**TASK OBJECTIVE:**
Transcribe the entries below exactly.

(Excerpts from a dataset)
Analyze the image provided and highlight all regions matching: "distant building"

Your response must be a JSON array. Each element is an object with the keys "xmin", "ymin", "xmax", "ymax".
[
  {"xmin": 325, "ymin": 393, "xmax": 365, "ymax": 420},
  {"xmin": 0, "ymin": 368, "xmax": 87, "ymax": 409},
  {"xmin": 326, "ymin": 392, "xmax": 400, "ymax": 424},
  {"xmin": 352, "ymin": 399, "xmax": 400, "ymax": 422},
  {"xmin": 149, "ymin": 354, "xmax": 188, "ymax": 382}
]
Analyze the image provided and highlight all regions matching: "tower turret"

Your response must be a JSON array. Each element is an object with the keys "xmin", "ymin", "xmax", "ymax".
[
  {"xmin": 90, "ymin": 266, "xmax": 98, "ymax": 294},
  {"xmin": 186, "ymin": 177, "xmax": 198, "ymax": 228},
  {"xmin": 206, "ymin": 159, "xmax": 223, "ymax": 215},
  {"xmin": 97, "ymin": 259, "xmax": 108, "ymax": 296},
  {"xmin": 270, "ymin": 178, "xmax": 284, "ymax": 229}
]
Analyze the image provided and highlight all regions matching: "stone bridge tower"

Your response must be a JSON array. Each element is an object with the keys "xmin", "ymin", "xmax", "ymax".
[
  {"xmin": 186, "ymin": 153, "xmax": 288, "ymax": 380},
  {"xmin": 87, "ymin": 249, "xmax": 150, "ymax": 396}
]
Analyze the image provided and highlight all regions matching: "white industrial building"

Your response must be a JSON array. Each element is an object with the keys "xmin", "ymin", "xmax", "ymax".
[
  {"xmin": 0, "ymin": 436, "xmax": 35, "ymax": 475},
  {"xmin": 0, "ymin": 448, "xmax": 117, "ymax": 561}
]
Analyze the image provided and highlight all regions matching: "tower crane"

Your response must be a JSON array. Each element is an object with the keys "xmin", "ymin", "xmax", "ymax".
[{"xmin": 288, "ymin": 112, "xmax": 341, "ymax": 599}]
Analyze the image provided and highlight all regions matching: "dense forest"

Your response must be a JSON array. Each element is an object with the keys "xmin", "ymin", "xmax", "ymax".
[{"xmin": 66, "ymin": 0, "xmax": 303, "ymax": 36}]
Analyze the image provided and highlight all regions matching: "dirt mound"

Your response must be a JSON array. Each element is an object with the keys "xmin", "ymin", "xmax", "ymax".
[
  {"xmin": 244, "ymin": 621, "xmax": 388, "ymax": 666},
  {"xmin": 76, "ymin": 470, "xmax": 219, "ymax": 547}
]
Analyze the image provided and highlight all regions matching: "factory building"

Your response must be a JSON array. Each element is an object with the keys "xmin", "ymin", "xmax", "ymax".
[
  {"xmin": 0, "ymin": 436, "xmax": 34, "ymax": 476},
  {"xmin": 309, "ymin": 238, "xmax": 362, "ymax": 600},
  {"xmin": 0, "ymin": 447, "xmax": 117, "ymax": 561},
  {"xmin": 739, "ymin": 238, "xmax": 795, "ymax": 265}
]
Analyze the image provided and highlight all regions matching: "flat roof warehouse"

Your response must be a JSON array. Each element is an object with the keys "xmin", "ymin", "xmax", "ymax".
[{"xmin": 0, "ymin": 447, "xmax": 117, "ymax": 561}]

**WRITTEN RESPONSE:**
Analyze the image provided and highlight all regions matching: "distant building"

Your response must be a JSON array. Each element is an object with the keys "xmin", "ymin", "xmax", "ymax".
[
  {"xmin": 325, "ymin": 393, "xmax": 365, "ymax": 420},
  {"xmin": 0, "ymin": 368, "xmax": 87, "ymax": 409},
  {"xmin": 326, "ymin": 392, "xmax": 400, "ymax": 424},
  {"xmin": 352, "ymin": 399, "xmax": 400, "ymax": 422},
  {"xmin": 149, "ymin": 354, "xmax": 188, "ymax": 382}
]
Analyze the image provided and highlight all regions matching: "tower turret"

Your response must be a JSON array. Each element is an object with the keys "xmin", "ymin", "xmax", "ymax".
[
  {"xmin": 90, "ymin": 266, "xmax": 98, "ymax": 294},
  {"xmin": 186, "ymin": 177, "xmax": 198, "ymax": 228},
  {"xmin": 206, "ymin": 159, "xmax": 223, "ymax": 215},
  {"xmin": 97, "ymin": 259, "xmax": 108, "ymax": 296},
  {"xmin": 270, "ymin": 178, "xmax": 284, "ymax": 229}
]
Analyze the image provided and highlight all regions matching: "stone bridge tower"

Your response must be a JSON array. Each element is an object with the keys "xmin", "ymin", "xmax", "ymax".
[
  {"xmin": 186, "ymin": 153, "xmax": 288, "ymax": 380},
  {"xmin": 87, "ymin": 249, "xmax": 150, "ymax": 396}
]
Analyze the image provided and highlight all regions matching: "white industrial building"

Your response must be a JSON array. Each element is an object with the keys "xmin", "ymin", "xmax", "ymax".
[
  {"xmin": 0, "ymin": 436, "xmax": 35, "ymax": 475},
  {"xmin": 0, "ymin": 448, "xmax": 117, "ymax": 561}
]
Analyze the image provided and highlight all regions matching: "tower crane"

Your response must be a JSON array. Each element is an object with the keys "xmin", "ymin", "xmax", "ymax".
[{"xmin": 288, "ymin": 112, "xmax": 341, "ymax": 599}]
Analyze the image provided and highlight all regions matching: "dense forest"

Your response must be a JSON array. Each element is an object with the keys "xmin", "ymin", "xmax", "ymax".
[{"xmin": 66, "ymin": 0, "xmax": 303, "ymax": 36}]
Analyze the image provided and highlight all regions matching: "dirt mound"

Your response must be a JSON array. Each element is an object with the keys "xmin", "ymin", "xmax", "ymax".
[
  {"xmin": 244, "ymin": 621, "xmax": 388, "ymax": 666},
  {"xmin": 76, "ymin": 470, "xmax": 219, "ymax": 547}
]
Analyze the image provided and highlight all regions matching: "factory building"

Your response must be a JSON array. Each element is an object with the keys "xmin", "ymin", "xmax", "ymax".
[
  {"xmin": 0, "ymin": 436, "xmax": 34, "ymax": 476},
  {"xmin": 309, "ymin": 238, "xmax": 362, "ymax": 600},
  {"xmin": 0, "ymin": 447, "xmax": 117, "ymax": 561},
  {"xmin": 739, "ymin": 238, "xmax": 795, "ymax": 265}
]
Analyze the image provided and highlight all regions matching: "flat roof warehouse"

Your response must be a JSON array. Each element is an object with the keys "xmin", "ymin", "xmax", "ymax".
[{"xmin": 0, "ymin": 447, "xmax": 117, "ymax": 561}]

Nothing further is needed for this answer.